- _Record set_
···

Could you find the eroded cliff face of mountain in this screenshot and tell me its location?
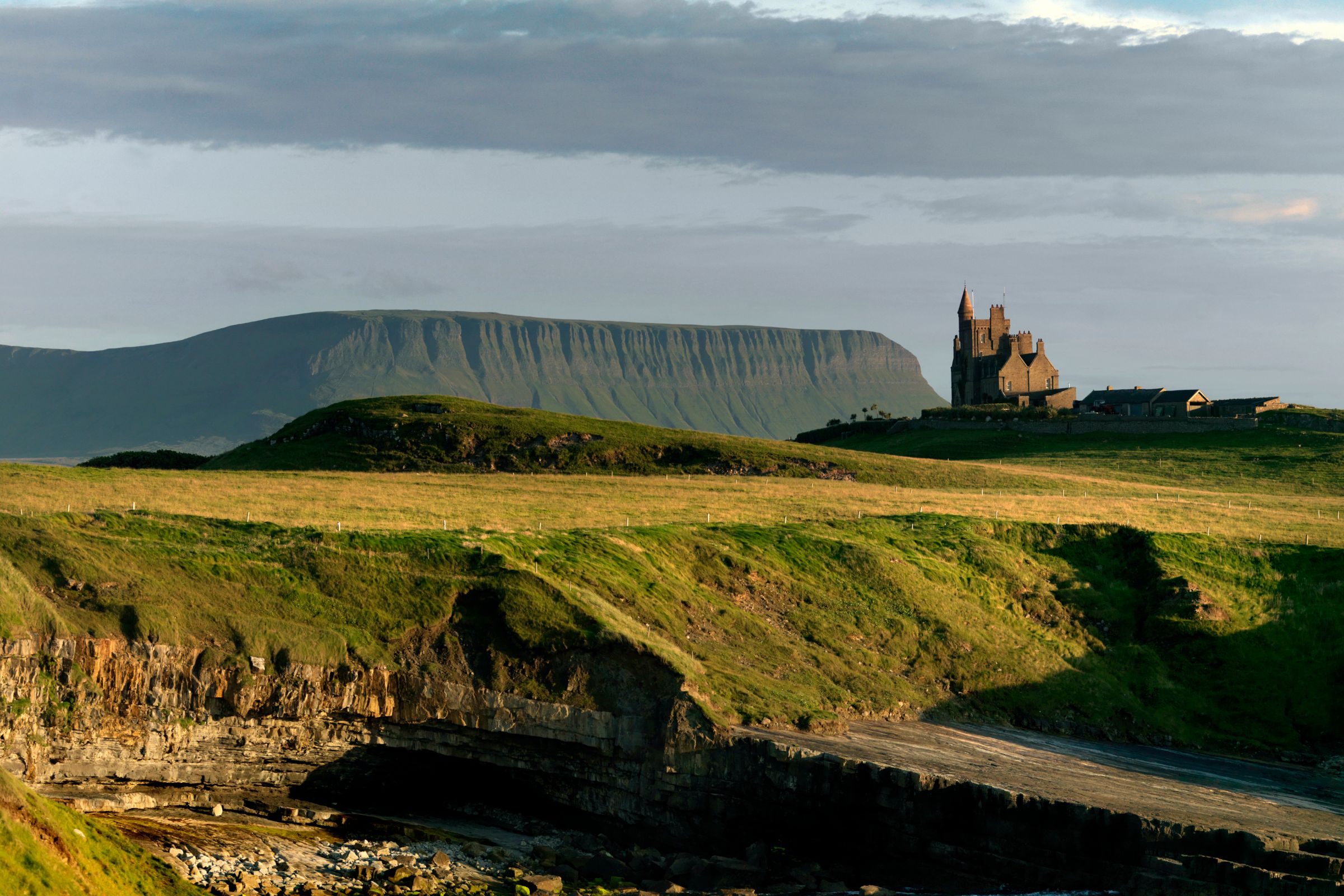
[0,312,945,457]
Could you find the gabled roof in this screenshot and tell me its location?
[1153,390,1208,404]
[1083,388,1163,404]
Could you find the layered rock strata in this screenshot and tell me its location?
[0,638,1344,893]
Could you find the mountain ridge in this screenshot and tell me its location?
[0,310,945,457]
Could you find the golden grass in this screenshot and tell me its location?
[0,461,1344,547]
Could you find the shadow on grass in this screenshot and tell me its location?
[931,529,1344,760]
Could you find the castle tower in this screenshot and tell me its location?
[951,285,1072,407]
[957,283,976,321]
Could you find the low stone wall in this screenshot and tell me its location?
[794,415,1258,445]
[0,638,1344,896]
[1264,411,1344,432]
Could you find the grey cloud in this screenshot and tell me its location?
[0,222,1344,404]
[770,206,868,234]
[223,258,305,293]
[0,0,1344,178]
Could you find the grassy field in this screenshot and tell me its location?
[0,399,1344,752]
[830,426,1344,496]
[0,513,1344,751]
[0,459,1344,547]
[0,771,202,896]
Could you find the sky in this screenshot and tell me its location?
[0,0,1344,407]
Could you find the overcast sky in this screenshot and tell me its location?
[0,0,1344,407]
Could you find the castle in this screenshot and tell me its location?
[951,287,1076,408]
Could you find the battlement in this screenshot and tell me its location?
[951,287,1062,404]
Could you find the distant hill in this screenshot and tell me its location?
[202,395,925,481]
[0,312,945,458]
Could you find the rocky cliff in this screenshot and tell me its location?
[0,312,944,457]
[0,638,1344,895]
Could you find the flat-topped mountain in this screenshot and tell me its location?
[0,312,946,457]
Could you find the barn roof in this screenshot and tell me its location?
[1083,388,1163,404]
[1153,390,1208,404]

···

- _To be done_
Shift each bounding-box coordinate up by 125 and write out the data again from the line containing "Could you find the shadow" through the end of the data, keeping every line in place.

- _Complete output_
Could you find the shadow on grass in this screenshot and tell me its location?
[1056,654,1469,885]
Could you find the castle tower in this screenshot and tell me its location?
[1076,410,1197,532]
[1082,408,1101,446]
Could you find the low stone wall in this screenshot and tell me its location?
[919,540,1383,570]
[125,763,1469,1021]
[1389,536,1469,557]
Could you find the grey cloud in this screenshot and tell me its location?
[125,347,1469,529]
[895,331,993,359]
[348,383,430,418]
[125,125,1469,303]
Could you find the grassy field in this screenshot and tell me its location?
[125,524,1469,877]
[955,551,1469,621]
[125,638,1469,876]
[125,584,1469,672]
[125,896,327,1021]
Could you find the sky in this screenshot and tell me its location?
[125,125,1469,532]
Could you find the overcast sky in this screenshot and tell me its location?
[125,125,1469,532]
Could you find the castle in this screenshot and tell me its location?
[1076,412,1201,533]
Could you find the battlement in this screenshot and tell me its location?
[1076,412,1187,529]
Could you find the distant hill in this screenshot and tell me its location?
[327,520,1050,606]
[125,437,1070,583]
Could you find the rocky cliff in this screenshot and tell me its location?
[125,437,1069,582]
[125,763,1469,1020]
Could you find the flat-topped mountain in this screenshot and tell me its location?
[125,437,1071,582]
Could you find the barn roof in this screenshot and tell me its location?
[1208,513,1288,529]
[1278,515,1333,529]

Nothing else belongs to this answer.